- **Dataset excerpts**:
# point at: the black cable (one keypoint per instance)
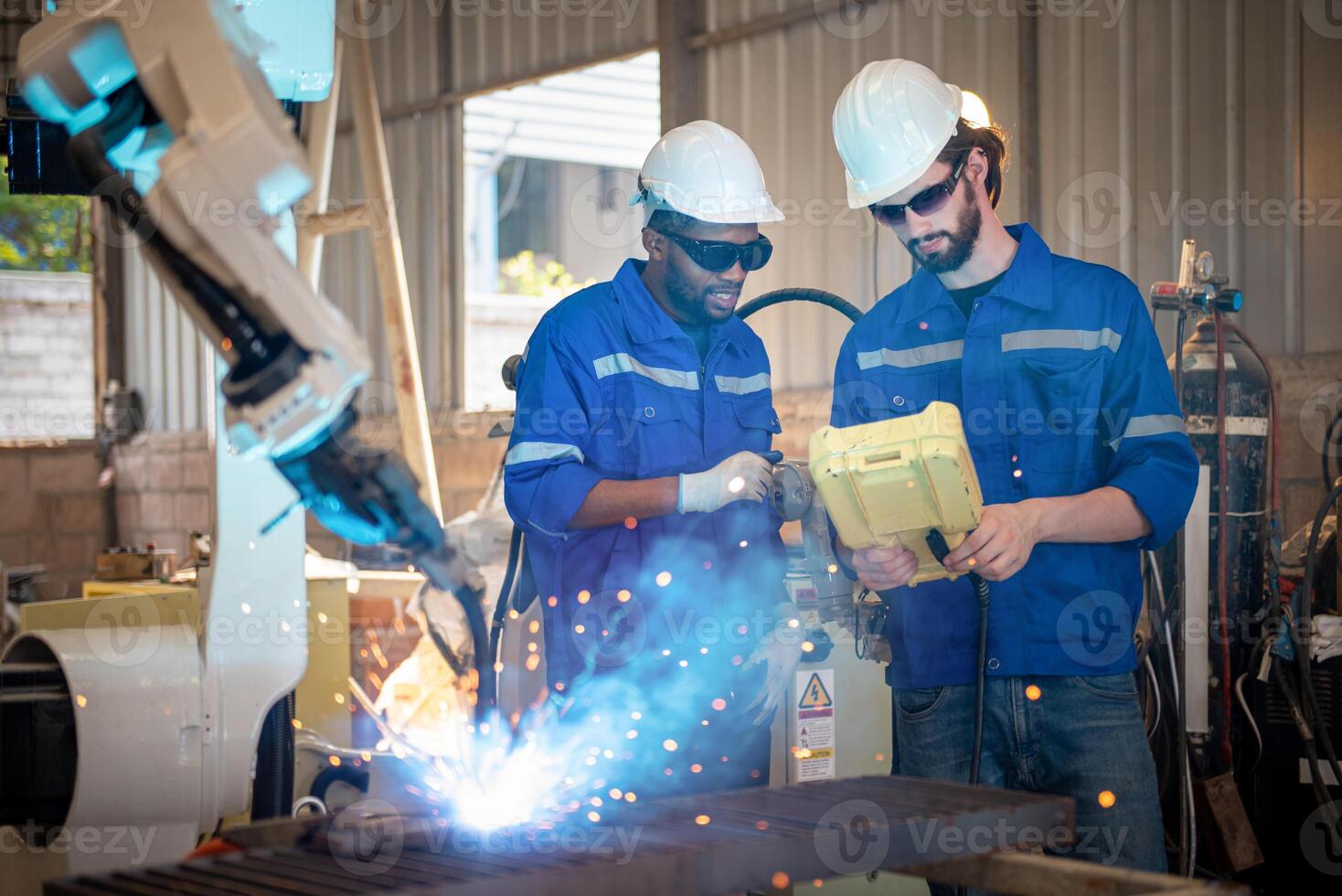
(1331, 437)
(940, 549)
(983, 594)
(272, 787)
(1302, 649)
(797, 294)
(514, 553)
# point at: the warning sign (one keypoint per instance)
(814, 750)
(816, 695)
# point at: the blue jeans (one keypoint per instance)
(1081, 738)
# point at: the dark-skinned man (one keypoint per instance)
(638, 471)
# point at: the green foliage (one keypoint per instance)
(45, 234)
(524, 274)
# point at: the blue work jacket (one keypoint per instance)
(611, 388)
(1063, 388)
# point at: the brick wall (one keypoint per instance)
(52, 514)
(46, 356)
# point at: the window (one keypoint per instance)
(549, 172)
(46, 318)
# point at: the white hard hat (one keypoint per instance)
(890, 123)
(708, 172)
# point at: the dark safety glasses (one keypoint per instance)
(929, 201)
(717, 256)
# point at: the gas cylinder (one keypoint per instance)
(1247, 496)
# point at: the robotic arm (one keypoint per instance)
(172, 118)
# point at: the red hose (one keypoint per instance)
(1223, 487)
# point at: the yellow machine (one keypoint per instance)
(894, 482)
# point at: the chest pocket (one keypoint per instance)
(757, 421)
(902, 392)
(1059, 412)
(659, 430)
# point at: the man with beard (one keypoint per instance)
(638, 471)
(1081, 451)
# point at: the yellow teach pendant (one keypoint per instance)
(892, 482)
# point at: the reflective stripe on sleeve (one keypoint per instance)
(1156, 424)
(532, 451)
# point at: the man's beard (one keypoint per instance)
(688, 301)
(958, 247)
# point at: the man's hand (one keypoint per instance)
(885, 568)
(1001, 543)
(742, 476)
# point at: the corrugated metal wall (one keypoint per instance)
(409, 68)
(1215, 120)
(1145, 106)
(166, 357)
(779, 91)
(496, 42)
(1158, 120)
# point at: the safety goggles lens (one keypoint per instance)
(929, 201)
(723, 256)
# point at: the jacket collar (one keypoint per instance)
(1028, 281)
(643, 316)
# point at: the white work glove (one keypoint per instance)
(742, 476)
(780, 651)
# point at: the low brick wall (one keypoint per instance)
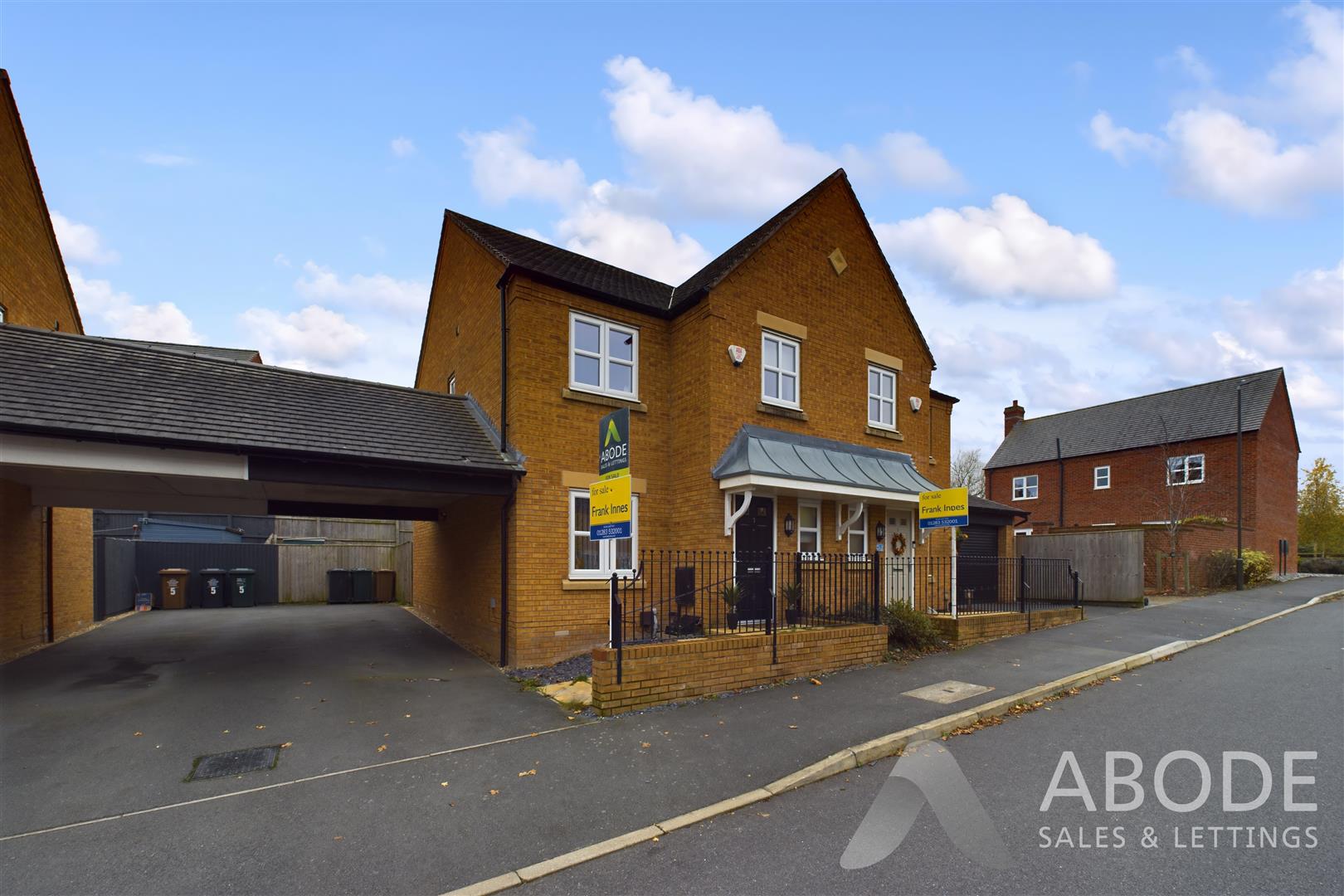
(986, 626)
(655, 674)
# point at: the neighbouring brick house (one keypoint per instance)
(835, 364)
(46, 553)
(1149, 460)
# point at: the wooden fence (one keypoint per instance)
(1109, 563)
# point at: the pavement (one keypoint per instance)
(475, 793)
(1272, 689)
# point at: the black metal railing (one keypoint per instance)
(984, 583)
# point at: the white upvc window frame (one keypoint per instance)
(1181, 462)
(606, 550)
(884, 375)
(1025, 489)
(780, 371)
(1101, 477)
(604, 356)
(815, 529)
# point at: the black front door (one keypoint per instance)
(756, 559)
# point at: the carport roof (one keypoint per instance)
(757, 450)
(86, 387)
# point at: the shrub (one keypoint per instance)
(1332, 566)
(908, 627)
(1222, 568)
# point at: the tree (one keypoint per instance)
(1320, 509)
(968, 470)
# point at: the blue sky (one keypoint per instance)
(1082, 202)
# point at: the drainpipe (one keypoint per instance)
(513, 490)
(1059, 455)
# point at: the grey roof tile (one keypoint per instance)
(104, 388)
(1200, 411)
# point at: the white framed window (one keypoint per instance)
(1025, 488)
(778, 370)
(604, 356)
(882, 398)
(1186, 469)
(600, 559)
(856, 536)
(810, 528)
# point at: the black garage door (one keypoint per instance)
(977, 564)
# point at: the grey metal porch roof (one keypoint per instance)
(757, 450)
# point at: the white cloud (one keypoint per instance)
(106, 312)
(1003, 250)
(370, 292)
(81, 243)
(167, 160)
(1121, 141)
(1226, 162)
(1222, 156)
(504, 168)
(309, 338)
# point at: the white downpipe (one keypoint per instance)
(854, 518)
(953, 572)
(732, 516)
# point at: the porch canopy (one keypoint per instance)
(762, 460)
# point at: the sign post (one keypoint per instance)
(947, 508)
(609, 497)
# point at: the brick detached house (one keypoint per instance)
(1159, 458)
(827, 429)
(46, 553)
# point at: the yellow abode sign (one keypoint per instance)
(944, 508)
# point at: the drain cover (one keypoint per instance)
(236, 762)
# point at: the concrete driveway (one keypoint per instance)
(110, 722)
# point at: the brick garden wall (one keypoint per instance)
(679, 670)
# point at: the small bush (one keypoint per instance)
(908, 627)
(1331, 566)
(1222, 568)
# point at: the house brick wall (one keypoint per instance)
(34, 292)
(693, 401)
(679, 670)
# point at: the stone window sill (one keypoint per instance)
(605, 401)
(791, 412)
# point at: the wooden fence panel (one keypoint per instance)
(1110, 564)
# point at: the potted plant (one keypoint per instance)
(791, 594)
(732, 594)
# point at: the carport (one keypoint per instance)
(95, 423)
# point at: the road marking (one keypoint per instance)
(290, 783)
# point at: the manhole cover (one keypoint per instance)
(947, 691)
(236, 762)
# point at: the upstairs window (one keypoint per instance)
(1025, 488)
(1186, 469)
(604, 358)
(882, 398)
(778, 370)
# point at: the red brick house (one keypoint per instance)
(548, 342)
(1159, 458)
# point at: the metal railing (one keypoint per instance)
(984, 583)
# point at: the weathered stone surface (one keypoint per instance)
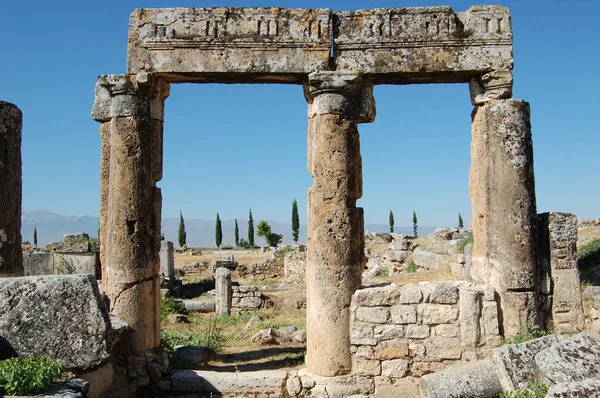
(336, 227)
(11, 259)
(167, 260)
(502, 193)
(477, 380)
(62, 317)
(223, 291)
(220, 44)
(423, 44)
(589, 388)
(574, 359)
(516, 362)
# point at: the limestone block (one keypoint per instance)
(428, 260)
(62, 317)
(419, 41)
(377, 296)
(417, 331)
(395, 368)
(478, 379)
(261, 44)
(373, 314)
(574, 359)
(444, 293)
(433, 314)
(11, 259)
(589, 388)
(403, 314)
(516, 362)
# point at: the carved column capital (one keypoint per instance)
(496, 84)
(341, 93)
(125, 95)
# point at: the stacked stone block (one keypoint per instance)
(412, 330)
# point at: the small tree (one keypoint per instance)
(250, 229)
(181, 234)
(415, 227)
(218, 232)
(295, 221)
(236, 234)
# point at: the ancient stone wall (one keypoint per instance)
(11, 120)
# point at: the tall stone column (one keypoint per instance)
(338, 101)
(502, 188)
(131, 110)
(11, 258)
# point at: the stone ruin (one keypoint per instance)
(359, 341)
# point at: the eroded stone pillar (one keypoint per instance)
(11, 258)
(338, 101)
(502, 191)
(131, 110)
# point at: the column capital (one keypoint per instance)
(340, 93)
(496, 84)
(129, 95)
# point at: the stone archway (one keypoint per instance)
(338, 57)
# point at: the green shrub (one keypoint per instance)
(464, 242)
(170, 306)
(410, 267)
(28, 375)
(526, 333)
(536, 389)
(210, 337)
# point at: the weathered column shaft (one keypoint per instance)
(502, 191)
(130, 223)
(337, 102)
(11, 258)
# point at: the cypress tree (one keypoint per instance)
(250, 229)
(295, 221)
(218, 232)
(236, 234)
(181, 234)
(415, 228)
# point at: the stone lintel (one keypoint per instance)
(432, 44)
(179, 42)
(341, 93)
(124, 95)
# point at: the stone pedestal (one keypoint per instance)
(131, 110)
(502, 191)
(337, 102)
(557, 258)
(11, 259)
(223, 291)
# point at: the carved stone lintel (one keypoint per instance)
(123, 95)
(492, 85)
(341, 93)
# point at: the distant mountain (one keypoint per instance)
(51, 227)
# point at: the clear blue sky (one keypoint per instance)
(231, 147)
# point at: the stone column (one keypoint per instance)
(11, 258)
(557, 258)
(502, 188)
(131, 110)
(223, 293)
(338, 101)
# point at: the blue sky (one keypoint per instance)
(231, 147)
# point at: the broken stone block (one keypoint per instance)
(574, 359)
(60, 316)
(516, 362)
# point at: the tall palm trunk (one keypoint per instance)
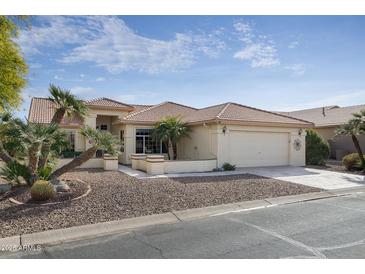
(170, 150)
(33, 162)
(46, 147)
(358, 149)
(58, 116)
(4, 155)
(84, 157)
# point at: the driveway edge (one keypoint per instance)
(126, 225)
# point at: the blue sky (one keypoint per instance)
(269, 62)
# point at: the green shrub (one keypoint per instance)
(15, 173)
(71, 154)
(42, 190)
(44, 173)
(317, 149)
(228, 166)
(352, 161)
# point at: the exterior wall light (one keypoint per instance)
(224, 129)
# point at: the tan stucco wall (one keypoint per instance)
(202, 144)
(79, 139)
(92, 163)
(342, 144)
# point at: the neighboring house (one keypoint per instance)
(228, 132)
(326, 120)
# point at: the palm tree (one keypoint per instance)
(353, 128)
(66, 104)
(28, 139)
(171, 130)
(100, 140)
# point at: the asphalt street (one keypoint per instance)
(327, 228)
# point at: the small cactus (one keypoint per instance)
(42, 190)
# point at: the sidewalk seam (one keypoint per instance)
(330, 194)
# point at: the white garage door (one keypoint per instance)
(249, 149)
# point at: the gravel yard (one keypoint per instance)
(115, 195)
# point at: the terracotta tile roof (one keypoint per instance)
(107, 103)
(42, 110)
(140, 107)
(157, 112)
(237, 112)
(328, 115)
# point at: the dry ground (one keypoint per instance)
(115, 196)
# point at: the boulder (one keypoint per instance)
(4, 188)
(61, 186)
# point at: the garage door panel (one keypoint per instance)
(248, 149)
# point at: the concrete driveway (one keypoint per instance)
(311, 177)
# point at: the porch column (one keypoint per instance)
(90, 121)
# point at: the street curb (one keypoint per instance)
(126, 225)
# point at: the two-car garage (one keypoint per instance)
(258, 148)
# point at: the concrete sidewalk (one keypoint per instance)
(319, 178)
(108, 228)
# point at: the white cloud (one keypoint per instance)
(342, 99)
(258, 49)
(260, 55)
(35, 66)
(293, 44)
(109, 43)
(82, 90)
(54, 31)
(297, 69)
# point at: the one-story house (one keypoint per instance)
(229, 132)
(326, 119)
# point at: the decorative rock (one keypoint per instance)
(61, 186)
(4, 188)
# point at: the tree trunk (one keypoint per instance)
(33, 163)
(44, 155)
(358, 149)
(4, 155)
(84, 157)
(170, 150)
(58, 116)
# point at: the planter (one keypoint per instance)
(110, 162)
(138, 161)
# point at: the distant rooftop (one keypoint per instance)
(42, 111)
(326, 115)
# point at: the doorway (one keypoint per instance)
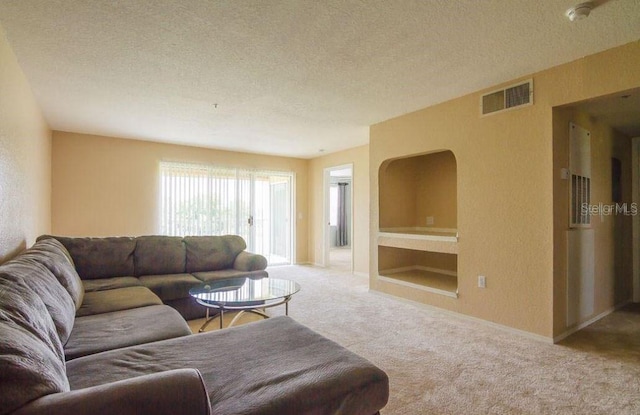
(338, 217)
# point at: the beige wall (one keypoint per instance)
(25, 160)
(359, 157)
(612, 233)
(505, 176)
(109, 186)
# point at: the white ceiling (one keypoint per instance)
(285, 77)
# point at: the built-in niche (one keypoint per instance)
(418, 234)
(418, 194)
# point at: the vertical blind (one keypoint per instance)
(203, 199)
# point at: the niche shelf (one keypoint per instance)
(433, 272)
(418, 236)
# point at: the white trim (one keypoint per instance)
(508, 329)
(326, 244)
(425, 229)
(588, 322)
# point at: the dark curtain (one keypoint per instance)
(342, 238)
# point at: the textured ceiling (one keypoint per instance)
(286, 77)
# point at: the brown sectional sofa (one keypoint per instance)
(168, 266)
(67, 350)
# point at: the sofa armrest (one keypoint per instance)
(179, 391)
(246, 261)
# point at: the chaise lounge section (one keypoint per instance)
(53, 361)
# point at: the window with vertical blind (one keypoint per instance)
(202, 199)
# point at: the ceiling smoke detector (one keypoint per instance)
(580, 11)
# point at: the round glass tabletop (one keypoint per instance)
(243, 291)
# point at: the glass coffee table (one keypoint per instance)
(247, 295)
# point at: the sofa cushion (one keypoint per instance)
(53, 255)
(22, 306)
(101, 257)
(274, 366)
(159, 255)
(227, 273)
(170, 286)
(97, 302)
(108, 331)
(210, 253)
(101, 284)
(28, 368)
(57, 300)
(246, 261)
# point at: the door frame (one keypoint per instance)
(326, 229)
(635, 198)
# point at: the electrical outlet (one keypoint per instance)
(482, 281)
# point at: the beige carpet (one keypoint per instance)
(442, 364)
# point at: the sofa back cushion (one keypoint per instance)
(156, 255)
(53, 255)
(31, 356)
(38, 278)
(29, 369)
(211, 253)
(24, 307)
(101, 257)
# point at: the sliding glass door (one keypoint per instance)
(211, 200)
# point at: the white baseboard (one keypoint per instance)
(512, 330)
(589, 322)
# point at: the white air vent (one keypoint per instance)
(508, 98)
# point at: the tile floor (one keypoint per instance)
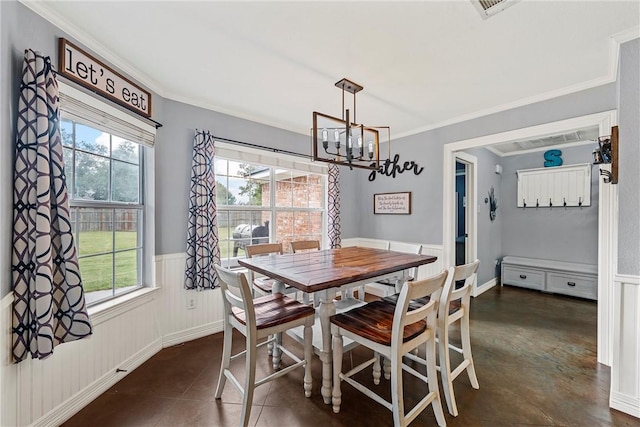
(535, 357)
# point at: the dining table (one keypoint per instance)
(319, 272)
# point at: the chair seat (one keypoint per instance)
(274, 309)
(374, 322)
(454, 305)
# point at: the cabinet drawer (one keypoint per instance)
(573, 284)
(525, 277)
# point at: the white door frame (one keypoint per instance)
(470, 216)
(606, 217)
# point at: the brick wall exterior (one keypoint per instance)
(304, 191)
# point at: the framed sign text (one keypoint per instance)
(392, 203)
(84, 69)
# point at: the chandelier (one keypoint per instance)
(344, 141)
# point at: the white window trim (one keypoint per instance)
(148, 185)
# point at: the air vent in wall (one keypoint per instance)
(487, 8)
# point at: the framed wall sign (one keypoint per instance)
(84, 69)
(392, 203)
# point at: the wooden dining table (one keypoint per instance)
(318, 272)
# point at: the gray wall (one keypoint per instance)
(173, 150)
(563, 234)
(490, 233)
(425, 223)
(629, 169)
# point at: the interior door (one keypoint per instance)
(461, 213)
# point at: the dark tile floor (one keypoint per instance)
(535, 357)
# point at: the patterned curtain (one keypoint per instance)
(48, 306)
(334, 206)
(202, 235)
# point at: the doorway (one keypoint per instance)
(606, 235)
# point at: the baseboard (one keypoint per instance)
(625, 403)
(192, 333)
(484, 287)
(74, 404)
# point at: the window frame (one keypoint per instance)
(241, 154)
(126, 126)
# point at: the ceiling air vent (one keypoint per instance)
(487, 8)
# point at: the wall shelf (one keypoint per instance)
(561, 186)
(607, 153)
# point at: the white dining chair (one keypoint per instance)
(258, 319)
(455, 307)
(392, 331)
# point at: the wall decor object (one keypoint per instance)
(392, 203)
(552, 158)
(393, 167)
(493, 204)
(562, 186)
(607, 153)
(87, 71)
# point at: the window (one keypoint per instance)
(259, 203)
(104, 165)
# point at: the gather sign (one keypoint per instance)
(84, 69)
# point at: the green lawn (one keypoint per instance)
(97, 271)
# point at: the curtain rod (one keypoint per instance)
(261, 147)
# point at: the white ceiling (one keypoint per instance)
(422, 64)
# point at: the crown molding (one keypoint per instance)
(41, 8)
(614, 53)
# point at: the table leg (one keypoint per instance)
(276, 354)
(325, 311)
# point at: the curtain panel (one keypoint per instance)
(333, 206)
(49, 306)
(203, 250)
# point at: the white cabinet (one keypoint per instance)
(555, 186)
(568, 278)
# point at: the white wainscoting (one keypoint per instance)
(48, 392)
(180, 324)
(625, 366)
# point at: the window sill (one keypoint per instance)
(102, 312)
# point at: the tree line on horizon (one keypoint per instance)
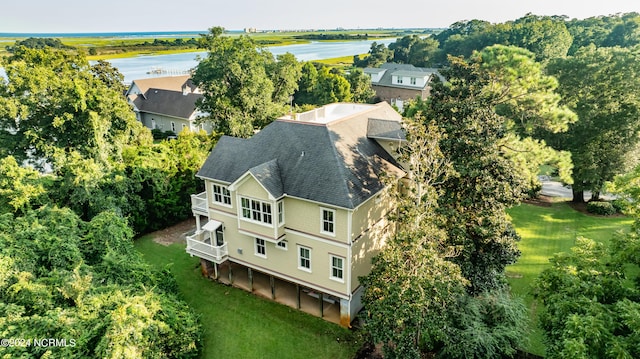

- **Work order**:
Beginning with the line that bears "# point at: the window sill", output each line through the last line of the listing exactly, and no others; skip the pictures.

- **Exercise answer**:
# point at: the window sill (one keypoint per instance)
(102, 312)
# point at: the tree line on horizon (one keypoint per instance)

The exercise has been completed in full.